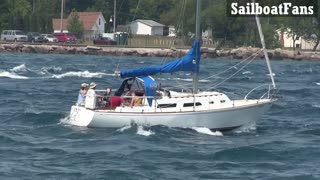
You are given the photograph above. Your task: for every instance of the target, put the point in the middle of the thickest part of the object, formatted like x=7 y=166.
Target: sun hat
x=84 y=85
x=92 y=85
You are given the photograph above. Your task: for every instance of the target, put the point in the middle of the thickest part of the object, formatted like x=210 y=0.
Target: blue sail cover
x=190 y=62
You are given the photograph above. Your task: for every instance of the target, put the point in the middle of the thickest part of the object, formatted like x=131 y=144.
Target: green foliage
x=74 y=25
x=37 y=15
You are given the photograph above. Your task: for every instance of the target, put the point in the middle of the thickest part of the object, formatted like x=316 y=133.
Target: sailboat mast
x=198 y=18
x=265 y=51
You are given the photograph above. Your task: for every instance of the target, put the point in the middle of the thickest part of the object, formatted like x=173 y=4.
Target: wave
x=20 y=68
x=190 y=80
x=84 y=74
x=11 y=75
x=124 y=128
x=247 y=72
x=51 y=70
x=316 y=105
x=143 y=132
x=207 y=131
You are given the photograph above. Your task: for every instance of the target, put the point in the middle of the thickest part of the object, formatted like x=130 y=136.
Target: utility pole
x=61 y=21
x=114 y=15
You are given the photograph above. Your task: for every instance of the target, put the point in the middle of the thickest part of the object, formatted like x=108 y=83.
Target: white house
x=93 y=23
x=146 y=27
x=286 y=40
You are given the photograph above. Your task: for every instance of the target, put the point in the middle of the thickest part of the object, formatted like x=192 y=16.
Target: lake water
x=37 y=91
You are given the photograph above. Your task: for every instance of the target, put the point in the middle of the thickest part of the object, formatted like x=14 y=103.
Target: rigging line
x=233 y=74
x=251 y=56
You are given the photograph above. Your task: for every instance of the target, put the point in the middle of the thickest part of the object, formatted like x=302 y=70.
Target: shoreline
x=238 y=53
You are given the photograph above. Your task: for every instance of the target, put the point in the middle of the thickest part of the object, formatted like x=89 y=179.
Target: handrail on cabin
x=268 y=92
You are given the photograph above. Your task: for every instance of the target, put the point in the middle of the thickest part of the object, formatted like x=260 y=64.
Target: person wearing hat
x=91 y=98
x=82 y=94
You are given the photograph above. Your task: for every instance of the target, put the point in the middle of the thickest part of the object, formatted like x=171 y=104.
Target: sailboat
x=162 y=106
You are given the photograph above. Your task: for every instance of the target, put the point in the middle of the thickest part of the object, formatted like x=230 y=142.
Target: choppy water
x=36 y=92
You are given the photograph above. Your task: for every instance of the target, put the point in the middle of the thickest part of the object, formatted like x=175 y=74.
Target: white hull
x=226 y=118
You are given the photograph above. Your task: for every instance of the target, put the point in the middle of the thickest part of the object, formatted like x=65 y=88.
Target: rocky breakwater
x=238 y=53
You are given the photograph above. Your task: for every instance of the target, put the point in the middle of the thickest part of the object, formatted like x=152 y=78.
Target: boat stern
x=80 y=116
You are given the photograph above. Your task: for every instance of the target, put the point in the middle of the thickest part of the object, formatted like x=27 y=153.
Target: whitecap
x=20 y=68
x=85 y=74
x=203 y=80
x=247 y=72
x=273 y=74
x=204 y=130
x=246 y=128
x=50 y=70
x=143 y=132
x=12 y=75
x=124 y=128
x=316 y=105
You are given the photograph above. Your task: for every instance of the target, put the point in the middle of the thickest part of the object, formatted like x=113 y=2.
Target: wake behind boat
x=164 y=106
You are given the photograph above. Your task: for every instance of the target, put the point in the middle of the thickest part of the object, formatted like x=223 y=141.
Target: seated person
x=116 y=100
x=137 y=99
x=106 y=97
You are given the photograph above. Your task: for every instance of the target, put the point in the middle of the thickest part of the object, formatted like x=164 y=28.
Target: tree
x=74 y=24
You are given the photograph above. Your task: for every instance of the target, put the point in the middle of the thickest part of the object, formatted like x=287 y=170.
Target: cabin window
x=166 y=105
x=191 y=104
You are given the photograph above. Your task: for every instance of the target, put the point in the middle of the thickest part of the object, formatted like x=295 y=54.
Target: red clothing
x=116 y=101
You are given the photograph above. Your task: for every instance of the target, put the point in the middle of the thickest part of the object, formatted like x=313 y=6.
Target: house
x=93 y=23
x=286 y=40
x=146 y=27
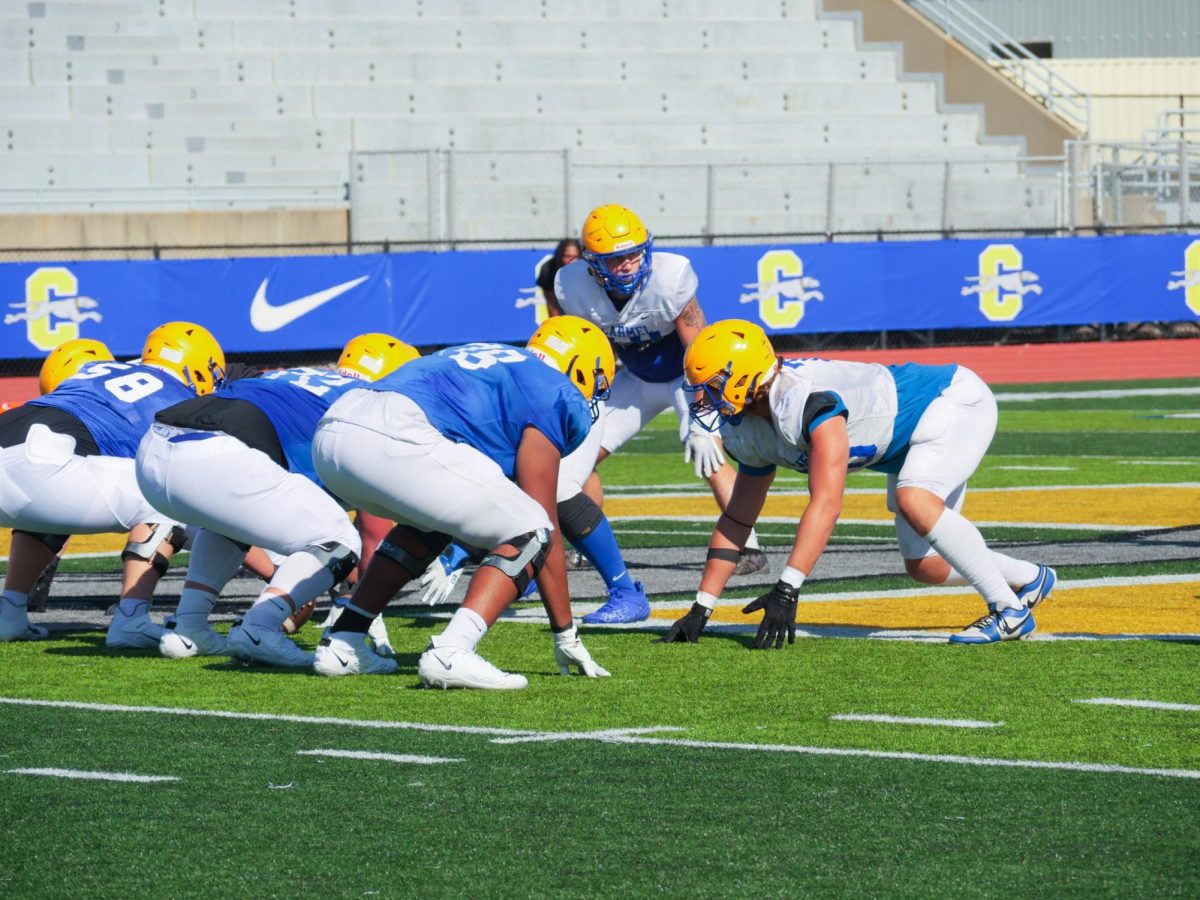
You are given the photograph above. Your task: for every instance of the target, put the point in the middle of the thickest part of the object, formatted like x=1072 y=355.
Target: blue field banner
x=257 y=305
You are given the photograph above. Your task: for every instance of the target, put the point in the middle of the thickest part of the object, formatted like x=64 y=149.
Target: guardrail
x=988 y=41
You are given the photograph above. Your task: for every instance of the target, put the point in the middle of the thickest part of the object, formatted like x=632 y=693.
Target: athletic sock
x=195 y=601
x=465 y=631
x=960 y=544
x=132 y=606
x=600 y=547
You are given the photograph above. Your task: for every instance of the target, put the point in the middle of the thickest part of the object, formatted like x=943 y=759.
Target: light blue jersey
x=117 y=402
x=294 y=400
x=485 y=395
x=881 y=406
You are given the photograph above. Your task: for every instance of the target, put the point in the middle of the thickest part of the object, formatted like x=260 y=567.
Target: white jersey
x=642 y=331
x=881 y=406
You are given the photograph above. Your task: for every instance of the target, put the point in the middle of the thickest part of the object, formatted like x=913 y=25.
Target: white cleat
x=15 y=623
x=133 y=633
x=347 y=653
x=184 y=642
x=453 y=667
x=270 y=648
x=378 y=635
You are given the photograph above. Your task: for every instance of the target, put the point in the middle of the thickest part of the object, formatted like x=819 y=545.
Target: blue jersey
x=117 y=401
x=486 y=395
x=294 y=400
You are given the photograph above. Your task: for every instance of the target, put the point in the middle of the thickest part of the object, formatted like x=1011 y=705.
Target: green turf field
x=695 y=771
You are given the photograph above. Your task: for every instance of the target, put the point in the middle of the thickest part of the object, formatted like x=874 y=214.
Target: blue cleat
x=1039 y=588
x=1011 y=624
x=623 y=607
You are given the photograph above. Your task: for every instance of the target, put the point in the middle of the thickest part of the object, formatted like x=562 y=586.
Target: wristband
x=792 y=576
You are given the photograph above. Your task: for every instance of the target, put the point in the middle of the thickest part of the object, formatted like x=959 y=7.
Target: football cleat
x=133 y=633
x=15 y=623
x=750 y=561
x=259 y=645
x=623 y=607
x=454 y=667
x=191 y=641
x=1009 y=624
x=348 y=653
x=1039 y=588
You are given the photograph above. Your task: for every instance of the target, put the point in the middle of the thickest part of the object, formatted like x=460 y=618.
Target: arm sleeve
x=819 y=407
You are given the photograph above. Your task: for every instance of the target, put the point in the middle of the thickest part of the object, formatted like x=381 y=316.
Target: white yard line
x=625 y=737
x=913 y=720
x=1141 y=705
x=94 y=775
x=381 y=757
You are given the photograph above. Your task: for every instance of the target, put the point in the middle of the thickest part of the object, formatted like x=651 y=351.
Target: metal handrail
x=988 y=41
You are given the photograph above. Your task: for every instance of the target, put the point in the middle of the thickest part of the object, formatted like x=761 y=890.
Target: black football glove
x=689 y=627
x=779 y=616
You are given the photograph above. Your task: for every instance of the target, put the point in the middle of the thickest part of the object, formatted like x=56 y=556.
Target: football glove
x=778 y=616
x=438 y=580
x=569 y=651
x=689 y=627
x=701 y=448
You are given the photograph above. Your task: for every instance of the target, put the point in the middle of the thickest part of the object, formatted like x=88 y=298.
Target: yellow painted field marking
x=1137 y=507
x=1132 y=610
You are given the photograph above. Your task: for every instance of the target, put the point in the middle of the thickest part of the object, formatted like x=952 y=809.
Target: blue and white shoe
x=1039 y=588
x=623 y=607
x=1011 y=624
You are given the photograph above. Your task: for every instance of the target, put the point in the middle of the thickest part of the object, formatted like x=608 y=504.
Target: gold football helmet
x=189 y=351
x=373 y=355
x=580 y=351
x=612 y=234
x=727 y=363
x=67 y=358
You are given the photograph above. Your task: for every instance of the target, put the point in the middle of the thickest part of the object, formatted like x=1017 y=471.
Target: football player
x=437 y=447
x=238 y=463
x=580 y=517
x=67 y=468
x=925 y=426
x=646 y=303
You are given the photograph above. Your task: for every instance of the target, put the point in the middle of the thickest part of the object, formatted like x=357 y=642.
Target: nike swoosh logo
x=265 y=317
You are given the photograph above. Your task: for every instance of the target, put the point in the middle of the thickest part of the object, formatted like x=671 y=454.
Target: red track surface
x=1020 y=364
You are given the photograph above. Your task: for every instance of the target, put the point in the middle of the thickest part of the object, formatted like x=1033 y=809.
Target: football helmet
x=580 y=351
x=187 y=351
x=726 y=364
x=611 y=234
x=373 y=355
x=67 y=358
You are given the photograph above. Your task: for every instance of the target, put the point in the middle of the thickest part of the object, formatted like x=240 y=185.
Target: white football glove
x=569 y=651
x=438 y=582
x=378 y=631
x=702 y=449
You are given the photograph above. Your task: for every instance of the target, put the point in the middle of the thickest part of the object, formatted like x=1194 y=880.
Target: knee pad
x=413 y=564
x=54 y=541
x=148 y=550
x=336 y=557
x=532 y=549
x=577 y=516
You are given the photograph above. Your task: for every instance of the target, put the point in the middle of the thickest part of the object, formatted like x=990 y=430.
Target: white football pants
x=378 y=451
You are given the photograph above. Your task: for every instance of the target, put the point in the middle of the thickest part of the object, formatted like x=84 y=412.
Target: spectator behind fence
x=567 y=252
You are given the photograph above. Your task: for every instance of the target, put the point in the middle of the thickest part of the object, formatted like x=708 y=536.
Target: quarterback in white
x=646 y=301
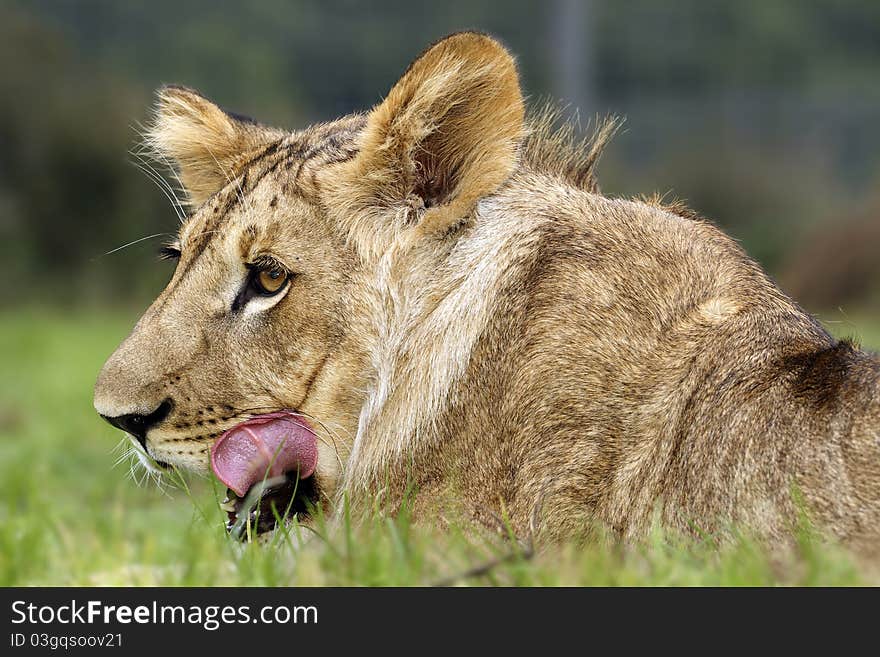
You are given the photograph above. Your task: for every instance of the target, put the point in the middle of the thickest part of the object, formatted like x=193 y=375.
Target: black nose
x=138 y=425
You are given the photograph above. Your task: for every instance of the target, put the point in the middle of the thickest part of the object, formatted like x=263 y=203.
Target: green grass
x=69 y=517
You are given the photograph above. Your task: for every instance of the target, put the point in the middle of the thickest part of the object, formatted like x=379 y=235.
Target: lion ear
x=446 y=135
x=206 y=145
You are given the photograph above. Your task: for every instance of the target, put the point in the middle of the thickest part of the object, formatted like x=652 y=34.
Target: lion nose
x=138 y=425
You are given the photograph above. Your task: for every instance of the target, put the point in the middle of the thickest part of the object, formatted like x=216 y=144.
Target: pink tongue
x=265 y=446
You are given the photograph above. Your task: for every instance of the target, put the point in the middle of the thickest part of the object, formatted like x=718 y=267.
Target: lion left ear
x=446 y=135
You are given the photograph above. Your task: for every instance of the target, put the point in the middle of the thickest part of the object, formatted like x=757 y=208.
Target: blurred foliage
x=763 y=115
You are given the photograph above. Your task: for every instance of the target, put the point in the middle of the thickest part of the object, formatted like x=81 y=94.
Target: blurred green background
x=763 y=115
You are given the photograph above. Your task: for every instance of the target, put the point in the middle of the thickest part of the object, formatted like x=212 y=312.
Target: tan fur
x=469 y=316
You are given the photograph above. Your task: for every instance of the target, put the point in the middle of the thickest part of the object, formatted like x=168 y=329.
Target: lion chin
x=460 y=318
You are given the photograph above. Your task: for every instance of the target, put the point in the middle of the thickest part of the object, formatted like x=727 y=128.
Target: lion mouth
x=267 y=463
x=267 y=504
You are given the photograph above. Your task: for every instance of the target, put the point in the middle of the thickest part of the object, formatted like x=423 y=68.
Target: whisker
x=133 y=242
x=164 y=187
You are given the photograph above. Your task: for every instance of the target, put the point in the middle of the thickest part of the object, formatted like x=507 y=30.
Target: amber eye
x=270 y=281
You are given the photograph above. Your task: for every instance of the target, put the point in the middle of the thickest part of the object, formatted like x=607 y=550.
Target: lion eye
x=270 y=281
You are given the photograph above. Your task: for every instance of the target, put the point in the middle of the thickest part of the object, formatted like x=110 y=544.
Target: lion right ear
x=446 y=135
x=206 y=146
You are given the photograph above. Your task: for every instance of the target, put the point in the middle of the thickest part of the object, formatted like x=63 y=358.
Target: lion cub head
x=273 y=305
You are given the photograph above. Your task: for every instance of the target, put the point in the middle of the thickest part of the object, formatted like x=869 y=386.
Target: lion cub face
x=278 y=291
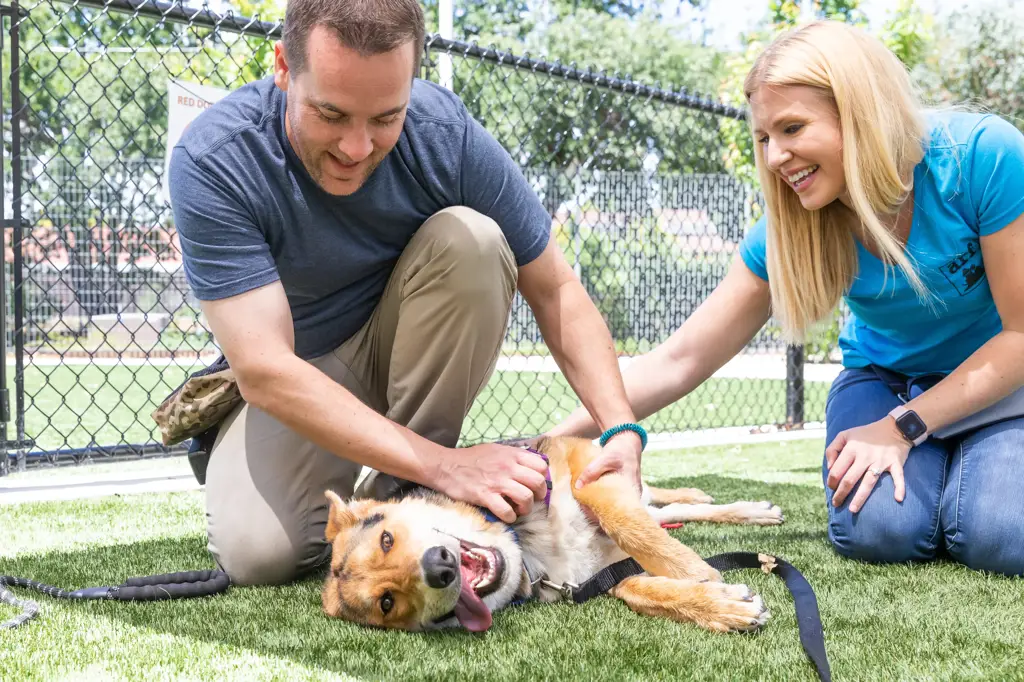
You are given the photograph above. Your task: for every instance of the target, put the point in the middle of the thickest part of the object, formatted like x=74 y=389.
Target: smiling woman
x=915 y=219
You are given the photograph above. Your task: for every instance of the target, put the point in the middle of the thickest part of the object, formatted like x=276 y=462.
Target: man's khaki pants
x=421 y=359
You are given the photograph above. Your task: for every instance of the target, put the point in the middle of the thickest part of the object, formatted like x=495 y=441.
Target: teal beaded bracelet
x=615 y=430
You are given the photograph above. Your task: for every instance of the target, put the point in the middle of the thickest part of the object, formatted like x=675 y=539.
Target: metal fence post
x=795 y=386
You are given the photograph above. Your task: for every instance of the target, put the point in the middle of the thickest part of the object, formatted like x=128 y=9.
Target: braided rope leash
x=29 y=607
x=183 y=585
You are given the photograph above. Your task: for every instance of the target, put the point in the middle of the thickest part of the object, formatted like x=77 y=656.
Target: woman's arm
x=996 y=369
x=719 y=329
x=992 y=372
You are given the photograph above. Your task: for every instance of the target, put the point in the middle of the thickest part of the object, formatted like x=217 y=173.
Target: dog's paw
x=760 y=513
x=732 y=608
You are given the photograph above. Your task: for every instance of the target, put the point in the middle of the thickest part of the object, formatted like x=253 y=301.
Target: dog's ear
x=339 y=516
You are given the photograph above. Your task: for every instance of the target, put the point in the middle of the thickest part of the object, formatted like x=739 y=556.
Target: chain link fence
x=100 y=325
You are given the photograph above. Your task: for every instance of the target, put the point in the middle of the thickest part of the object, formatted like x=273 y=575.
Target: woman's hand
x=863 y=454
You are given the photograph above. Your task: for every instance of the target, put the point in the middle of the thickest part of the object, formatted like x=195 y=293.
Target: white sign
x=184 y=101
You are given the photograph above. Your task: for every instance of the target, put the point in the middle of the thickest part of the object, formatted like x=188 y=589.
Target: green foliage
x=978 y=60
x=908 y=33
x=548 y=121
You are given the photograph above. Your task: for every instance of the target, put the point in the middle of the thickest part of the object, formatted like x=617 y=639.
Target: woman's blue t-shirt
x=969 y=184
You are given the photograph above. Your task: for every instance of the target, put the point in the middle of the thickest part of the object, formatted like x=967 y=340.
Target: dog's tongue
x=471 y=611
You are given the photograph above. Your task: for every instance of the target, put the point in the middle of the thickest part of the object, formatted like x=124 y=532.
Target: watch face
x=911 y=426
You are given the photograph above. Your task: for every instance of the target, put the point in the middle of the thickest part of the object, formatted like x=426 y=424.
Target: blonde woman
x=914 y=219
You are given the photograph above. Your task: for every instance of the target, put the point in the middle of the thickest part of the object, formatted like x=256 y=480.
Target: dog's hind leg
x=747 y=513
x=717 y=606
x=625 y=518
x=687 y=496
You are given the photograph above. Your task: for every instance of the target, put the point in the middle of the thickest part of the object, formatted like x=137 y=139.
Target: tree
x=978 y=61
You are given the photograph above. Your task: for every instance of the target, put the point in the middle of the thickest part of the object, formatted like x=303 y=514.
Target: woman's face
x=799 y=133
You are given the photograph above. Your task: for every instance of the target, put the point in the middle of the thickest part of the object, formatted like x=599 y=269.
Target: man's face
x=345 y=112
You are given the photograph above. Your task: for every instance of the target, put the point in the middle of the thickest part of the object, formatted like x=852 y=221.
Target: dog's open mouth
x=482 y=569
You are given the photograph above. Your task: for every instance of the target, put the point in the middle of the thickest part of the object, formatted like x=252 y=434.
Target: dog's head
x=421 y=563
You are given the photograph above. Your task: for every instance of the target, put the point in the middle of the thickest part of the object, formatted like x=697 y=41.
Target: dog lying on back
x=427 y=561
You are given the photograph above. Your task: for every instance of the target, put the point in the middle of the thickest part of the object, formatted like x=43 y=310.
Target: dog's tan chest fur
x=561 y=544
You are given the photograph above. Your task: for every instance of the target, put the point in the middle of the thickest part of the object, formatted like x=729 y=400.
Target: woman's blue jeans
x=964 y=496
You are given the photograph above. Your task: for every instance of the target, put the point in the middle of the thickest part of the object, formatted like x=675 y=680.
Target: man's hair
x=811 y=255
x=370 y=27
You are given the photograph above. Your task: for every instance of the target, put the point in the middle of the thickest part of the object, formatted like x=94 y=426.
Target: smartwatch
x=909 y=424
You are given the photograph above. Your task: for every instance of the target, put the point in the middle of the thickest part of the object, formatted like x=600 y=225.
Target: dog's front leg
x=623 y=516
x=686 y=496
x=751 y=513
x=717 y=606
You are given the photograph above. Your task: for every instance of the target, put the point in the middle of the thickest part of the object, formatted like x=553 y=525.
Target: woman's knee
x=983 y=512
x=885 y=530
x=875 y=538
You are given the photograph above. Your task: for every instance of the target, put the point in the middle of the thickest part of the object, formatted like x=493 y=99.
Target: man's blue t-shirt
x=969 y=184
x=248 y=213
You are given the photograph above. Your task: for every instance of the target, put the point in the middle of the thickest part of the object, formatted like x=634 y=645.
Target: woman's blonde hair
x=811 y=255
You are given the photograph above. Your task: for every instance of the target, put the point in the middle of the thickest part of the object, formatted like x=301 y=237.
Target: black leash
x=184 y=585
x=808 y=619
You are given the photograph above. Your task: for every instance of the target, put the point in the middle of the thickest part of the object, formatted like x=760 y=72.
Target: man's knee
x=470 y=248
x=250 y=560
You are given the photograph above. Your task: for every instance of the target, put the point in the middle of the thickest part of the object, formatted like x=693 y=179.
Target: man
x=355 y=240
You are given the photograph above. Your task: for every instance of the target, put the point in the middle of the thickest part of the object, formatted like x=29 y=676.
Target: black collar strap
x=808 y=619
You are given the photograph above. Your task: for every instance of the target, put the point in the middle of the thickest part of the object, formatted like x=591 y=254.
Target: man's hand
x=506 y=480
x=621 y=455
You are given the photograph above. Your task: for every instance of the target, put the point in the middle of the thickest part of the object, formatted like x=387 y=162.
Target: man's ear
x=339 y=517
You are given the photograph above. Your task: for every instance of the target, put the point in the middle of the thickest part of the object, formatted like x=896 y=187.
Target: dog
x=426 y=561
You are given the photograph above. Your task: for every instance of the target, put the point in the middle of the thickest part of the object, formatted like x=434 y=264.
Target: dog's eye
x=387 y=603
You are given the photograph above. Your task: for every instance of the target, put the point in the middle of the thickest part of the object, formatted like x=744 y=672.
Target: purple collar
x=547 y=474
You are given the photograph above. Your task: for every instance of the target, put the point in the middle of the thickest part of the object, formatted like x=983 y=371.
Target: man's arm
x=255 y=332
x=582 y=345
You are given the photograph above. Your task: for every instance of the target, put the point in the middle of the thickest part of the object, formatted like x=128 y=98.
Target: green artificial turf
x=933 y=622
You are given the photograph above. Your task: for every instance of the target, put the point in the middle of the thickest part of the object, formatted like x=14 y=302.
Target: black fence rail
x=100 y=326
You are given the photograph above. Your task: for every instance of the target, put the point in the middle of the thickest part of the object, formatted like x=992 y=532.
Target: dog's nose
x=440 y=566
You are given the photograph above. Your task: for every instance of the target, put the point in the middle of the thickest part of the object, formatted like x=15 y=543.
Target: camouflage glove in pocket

TASK INSTRUCTIONS: Give the listing's lines as a JSON list of strings, one string per line with blank lines left out, starting with the line that contains "like x=1033 y=809." and going on through the line that contains "x=702 y=449".

TASK RESULT:
[
  "You are given the photograph above. Your task: for every instance of the target, put the point in the middle of the thickest part of the object, formatted like x=1033 y=809.",
  "Target: football helmet",
  "x=580 y=351",
  "x=187 y=351",
  "x=726 y=364",
  "x=611 y=234",
  "x=373 y=355",
  "x=67 y=358",
  "You are given the photograph above. Your task: for every instance of the target, put the point in the middle of the thickest part of the object, formatted like x=240 y=185.",
  "Target: white football glove",
  "x=569 y=651",
  "x=438 y=582",
  "x=378 y=631",
  "x=702 y=449"
]